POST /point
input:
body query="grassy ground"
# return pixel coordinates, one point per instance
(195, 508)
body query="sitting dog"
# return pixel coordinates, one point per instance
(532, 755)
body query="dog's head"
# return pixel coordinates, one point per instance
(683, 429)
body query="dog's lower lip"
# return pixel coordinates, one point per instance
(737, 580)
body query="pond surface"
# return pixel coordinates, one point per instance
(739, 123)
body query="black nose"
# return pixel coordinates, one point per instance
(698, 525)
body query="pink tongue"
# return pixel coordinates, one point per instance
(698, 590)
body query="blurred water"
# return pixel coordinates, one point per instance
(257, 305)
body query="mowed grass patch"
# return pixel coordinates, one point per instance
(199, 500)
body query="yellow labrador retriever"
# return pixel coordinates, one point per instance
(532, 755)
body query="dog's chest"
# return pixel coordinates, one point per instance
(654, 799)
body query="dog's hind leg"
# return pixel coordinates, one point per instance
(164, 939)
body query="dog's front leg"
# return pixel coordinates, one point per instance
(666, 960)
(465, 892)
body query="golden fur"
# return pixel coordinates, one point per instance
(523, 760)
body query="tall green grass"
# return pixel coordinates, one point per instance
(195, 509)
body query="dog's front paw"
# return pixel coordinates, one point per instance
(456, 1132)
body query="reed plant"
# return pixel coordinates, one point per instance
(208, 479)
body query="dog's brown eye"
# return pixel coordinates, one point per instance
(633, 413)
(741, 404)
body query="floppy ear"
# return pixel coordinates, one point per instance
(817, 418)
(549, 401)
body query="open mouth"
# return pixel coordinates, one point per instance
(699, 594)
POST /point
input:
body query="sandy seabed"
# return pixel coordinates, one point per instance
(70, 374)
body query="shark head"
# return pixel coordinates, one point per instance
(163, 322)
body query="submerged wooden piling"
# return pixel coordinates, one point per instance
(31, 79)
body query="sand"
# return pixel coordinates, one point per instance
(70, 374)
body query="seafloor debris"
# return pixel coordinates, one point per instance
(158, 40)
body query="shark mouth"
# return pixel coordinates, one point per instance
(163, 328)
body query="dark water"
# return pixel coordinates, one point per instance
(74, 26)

* THE REQUEST
Please pull out every line of the items above that contains the string "water". Case counts.

* SOLUTION FOR THIS TASK
body query="blurred water"
body query="dark water"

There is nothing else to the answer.